• RECORD SET
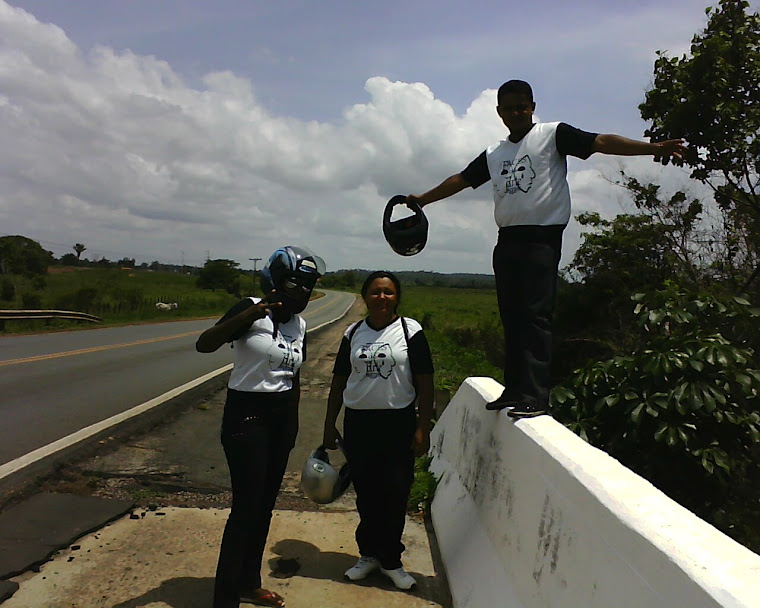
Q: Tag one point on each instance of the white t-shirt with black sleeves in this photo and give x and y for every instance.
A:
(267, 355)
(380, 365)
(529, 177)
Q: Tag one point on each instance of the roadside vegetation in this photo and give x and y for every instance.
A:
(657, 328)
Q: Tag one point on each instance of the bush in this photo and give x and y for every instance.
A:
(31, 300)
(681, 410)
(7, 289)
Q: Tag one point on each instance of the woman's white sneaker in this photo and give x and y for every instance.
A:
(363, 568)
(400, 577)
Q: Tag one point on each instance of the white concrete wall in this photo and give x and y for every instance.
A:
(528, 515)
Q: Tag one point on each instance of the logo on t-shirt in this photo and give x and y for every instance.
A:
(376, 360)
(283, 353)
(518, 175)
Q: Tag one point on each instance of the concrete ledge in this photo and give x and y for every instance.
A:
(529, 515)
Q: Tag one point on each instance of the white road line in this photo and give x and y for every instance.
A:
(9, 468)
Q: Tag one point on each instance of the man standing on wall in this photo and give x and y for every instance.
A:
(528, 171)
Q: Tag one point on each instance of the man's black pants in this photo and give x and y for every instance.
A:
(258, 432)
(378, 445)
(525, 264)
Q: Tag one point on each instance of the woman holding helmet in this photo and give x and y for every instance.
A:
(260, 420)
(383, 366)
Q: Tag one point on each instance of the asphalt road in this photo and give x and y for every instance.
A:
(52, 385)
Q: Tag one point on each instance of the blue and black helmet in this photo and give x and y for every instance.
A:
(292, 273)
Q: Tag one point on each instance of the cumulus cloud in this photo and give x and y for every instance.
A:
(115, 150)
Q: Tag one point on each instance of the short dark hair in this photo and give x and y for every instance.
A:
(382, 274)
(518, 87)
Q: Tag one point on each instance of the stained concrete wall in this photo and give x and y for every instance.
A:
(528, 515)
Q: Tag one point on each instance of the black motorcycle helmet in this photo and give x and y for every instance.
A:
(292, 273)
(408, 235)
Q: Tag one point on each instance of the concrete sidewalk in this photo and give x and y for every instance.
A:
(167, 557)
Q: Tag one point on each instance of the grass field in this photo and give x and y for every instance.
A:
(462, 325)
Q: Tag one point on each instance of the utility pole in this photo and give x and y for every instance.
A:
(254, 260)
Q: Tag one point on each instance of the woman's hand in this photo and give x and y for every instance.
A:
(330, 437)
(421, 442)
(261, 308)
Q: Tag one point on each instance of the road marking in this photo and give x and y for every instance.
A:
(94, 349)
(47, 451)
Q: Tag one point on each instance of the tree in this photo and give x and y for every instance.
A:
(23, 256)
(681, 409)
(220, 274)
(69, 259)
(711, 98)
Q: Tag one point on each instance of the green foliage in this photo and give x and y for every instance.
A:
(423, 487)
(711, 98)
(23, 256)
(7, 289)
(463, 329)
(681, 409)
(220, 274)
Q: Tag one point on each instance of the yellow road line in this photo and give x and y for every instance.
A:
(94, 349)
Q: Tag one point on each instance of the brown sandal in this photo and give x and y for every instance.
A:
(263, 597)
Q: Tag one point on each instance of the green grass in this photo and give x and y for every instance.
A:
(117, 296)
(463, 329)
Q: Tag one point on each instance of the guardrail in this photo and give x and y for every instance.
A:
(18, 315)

• EXERCISE REQUIREMENTS
Write the full listing out again with every line unchanged, but include no pictures.

• ANSWER TO THE PROBLEM
Q: Tag one point on each instance of the white t-shirt with black sleeves in this photo and give x and y for every instance.
A:
(267, 355)
(380, 365)
(529, 177)
Q: Tag one point on each instance of the roadside vegetation in this photo and give x and y for every instance.
A:
(657, 328)
Q: Tag one point on each instance of the bush in this photo and give x and y for every instance.
A:
(31, 300)
(681, 410)
(7, 289)
Q: Tag one point on each instance of the woman's white sneaker in this photo and give x and y for every instance.
A:
(363, 568)
(400, 577)
Q: Tag one point on each instance of the white concrete wall in this photo and give x and y for every instance.
A:
(528, 515)
Q: Tag one point on each instance of the logo on t-shirt in this photo and give x and y for every instance.
A:
(376, 360)
(283, 353)
(518, 175)
Q: Tag one point on each instance of the concrete ledge in this photo and give x and y for every instance.
A:
(529, 515)
Q: Tag one point on each instance of the white road line in this photo and give x and y for every instance.
A:
(9, 468)
Q: Tag one point on each instance of the man standing on wall in this photo and give x and y for every instance.
A:
(528, 171)
Q: Tag one point on each instance of the man's black pants in this photo and give x and y for every instance.
A:
(258, 432)
(378, 445)
(525, 264)
Q: Tag one point on each instance of the woman holding helmet in this photo and give x and y for every instance.
A:
(260, 420)
(383, 366)
Q: Tag one point on each instance of the asphalt road in this photo and give x and y for every instance.
A:
(52, 385)
Q: Tag one point on each instance of the blue and black helmet in this photo and give x and y for every instance.
A:
(292, 273)
Q: Tag one point on each instance of the cumulus cloud in this photo and give x and y for every instance.
A:
(115, 150)
Q: Tag one point on each instance of the short dark hair in this photo and give x and y for every instance.
A:
(382, 274)
(518, 87)
Q: Tag one point on each instance of the stained concrete wall in this photo and give x and y for every instance.
A:
(528, 515)
Q: Tag one point on each instance of the black motorcycle helmet in this photo and give x and y for every instance.
A:
(292, 273)
(408, 235)
Q: Tag one point on each instance of the concrete sidewalk in this photo and give x and y for every instance.
A:
(167, 557)
Q: Tag one point on each instance of the grass field in this photo and give x and y for every instance.
A:
(462, 325)
Q: Tag one point on each instance of the utility pole in this photo and give x and y for every instance.
A:
(254, 260)
Q: Tag one point on each instance of the woman's hand in this photo and give x and y for every instance.
A:
(330, 437)
(421, 442)
(261, 308)
Q: Tag one point on each instance of the road marking in this photo and give x and y for every instance.
A:
(94, 349)
(47, 451)
Q: Tag one point on each instance of the tree in this photo and give x and y for every instance.
A:
(23, 256)
(681, 409)
(220, 274)
(69, 259)
(711, 98)
Q: Tag one point on each instance of the green foliage in this photo and give x and y for every instance.
A:
(423, 487)
(711, 98)
(23, 256)
(7, 289)
(463, 329)
(681, 409)
(220, 274)
Q: Tag one point on each instance of the yellow road line in this photo and give x and y for every instance.
A:
(94, 349)
Q: Tag one point on each instance of the brown sandal in this photo and give x and y for every instance.
A:
(263, 597)
Q: Tag one point on each instance of the green grass in this photo and give x and y for every instance.
A:
(117, 296)
(463, 329)
Q: Tag one point on each instance of the guardrail in this photo and give x and y for every instance.
A:
(18, 315)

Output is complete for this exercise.